Reporter: Ratih Waseso | Editor: Noverius Laoli
KONTAN.CO.ID - JAKARTA. Bhima Yudhistira, Ekonom dan Direktur Center of Economic and Law Studies (Celios) menilai, penerapan kebijakan larangan ekspor bagi bahan baku minyak goreng yaitu RBD Palm Olein belum tentu dapat menurunkan harga minyak goreng (migor) di domestik.
"Karena produsen akan kompensasi hilangnya pendapatan ekspor RBD olein dengan meningkatkan marjin keuntungan minyak goreng khususnya kemasan. Jadi harga minyak gorengnya akan sulit turun," kata Bhima kepada Kontan.co.id, Rabu (27/4).
Dimana kenaikan harga CPO di pasar internasional juga terjadi merespons dari pelarangan ekspor RBD Olein tersebut. "Kalau dicabut, harga sudah terlanjur tinggi dan akan menjadi acuan harga jual minyak goreng baru," paparnya.
Baca Juga: Apkasindo Minta Pabrik Kelapa Sawit Patuhi Regulasi Harga TBS Petani
Produsen juga dinilai akan bisa mengurangi stok RBD Palm olein yang berlimpah dengan sengaja tidak memprosesnya dan hanya fokus pada produk turunan CPO lainnya.

::::

__Tugas yang Dikerjakan__:
**A.** Jawab pertanyaan berikut berdasarkan artikel tentang larangan ekspor RBD Palm Olein.
(i) Siapa editor artikel tersebut?
(ii) Pada hari dan tanggal apa Bhima menyampaikan pendapatnya kepada Kontan.co.id?
(iii) Menurut artikel, bagaimana produsen dapat mengurangi stok RBD Palm olein yang berlimpah?
**B.** Tuliskan kembali tanpa perubahan bagian artikel tentang larangan ekspor RBD Palm Olein, mulai dari "Baca Juga: Apkasindo" dan berlanjut sampai "turunan CPO lainnya.".

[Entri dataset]

::::

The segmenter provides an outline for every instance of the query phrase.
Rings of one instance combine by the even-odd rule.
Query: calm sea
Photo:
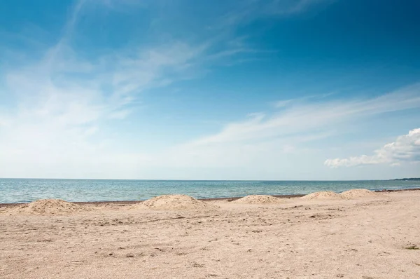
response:
[[[183,193],[197,198],[251,194],[306,194],[318,191],[341,192],[420,188],[420,181],[181,181],[0,179],[0,203],[40,198],[68,201],[139,200],[159,195]]]

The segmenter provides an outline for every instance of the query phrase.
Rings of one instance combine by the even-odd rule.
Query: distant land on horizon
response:
[[[403,181],[420,181],[420,177],[412,177],[412,178],[396,178],[391,180],[403,180]]]

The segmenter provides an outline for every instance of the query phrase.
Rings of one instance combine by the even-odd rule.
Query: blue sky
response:
[[[0,177],[419,177],[418,11],[2,1]]]

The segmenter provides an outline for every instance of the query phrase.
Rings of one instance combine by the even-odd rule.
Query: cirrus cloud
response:
[[[372,156],[328,159],[324,165],[330,168],[382,163],[398,165],[402,162],[420,162],[420,128],[413,129],[408,134],[398,137],[395,142],[375,150]]]

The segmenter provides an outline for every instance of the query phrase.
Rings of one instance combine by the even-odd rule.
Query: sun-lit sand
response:
[[[331,191],[312,193],[300,198],[304,200],[340,200],[342,198],[338,193]]]
[[[186,195],[164,195],[134,205],[132,209],[155,210],[211,210],[217,205]]]
[[[279,198],[268,195],[249,195],[244,198],[239,198],[233,201],[233,203],[246,204],[284,203],[286,202],[286,198]]]
[[[420,191],[313,196],[0,206],[0,278],[420,278]]]
[[[340,194],[343,198],[365,198],[365,197],[381,197],[382,195],[379,193],[374,192],[373,191],[368,190],[365,189],[354,189],[351,190],[346,191]]]

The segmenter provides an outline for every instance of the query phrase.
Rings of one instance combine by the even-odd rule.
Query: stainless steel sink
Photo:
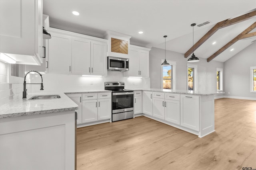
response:
[[[28,99],[28,100],[56,99],[60,98],[60,96],[58,95],[34,96]]]

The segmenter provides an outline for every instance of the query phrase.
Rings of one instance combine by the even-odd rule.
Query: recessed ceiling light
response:
[[[73,11],[72,12],[72,13],[75,16],[79,15],[79,13],[77,11]]]

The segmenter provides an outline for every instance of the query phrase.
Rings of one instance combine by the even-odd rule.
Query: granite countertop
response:
[[[216,94],[224,94],[224,92],[209,92],[207,91],[193,91],[184,90],[169,90],[160,88],[150,88],[148,89],[131,89],[134,91],[147,91],[154,92],[162,92],[170,93],[176,93],[178,94],[190,94],[198,96],[213,95]]]
[[[59,95],[58,99],[28,100],[34,96]],[[78,106],[63,93],[29,94],[26,99],[19,98],[0,106],[0,119],[48,113],[78,109]]]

::::

__Hasil Latihan__:
**A.**
(i) Noverius Laoli.
(ii) Rabu (27/4).
(iii) Produsen dengan sengaja tidak memprosesnya dan hanya fokus pada produk turunan CPO lainnya.

**B.**
Baca Juga: Apkasindo Minta Pabrik Kelapa Sawit Patuhi Regulasi Harga TBS Petani
Produsen juga dinilai akan bisa mengurangi stok RBD Palm olein yang berlimpah dengan sengaja tidak memprosesnya dan hanya fokus pada produk turunan CPO lainnya.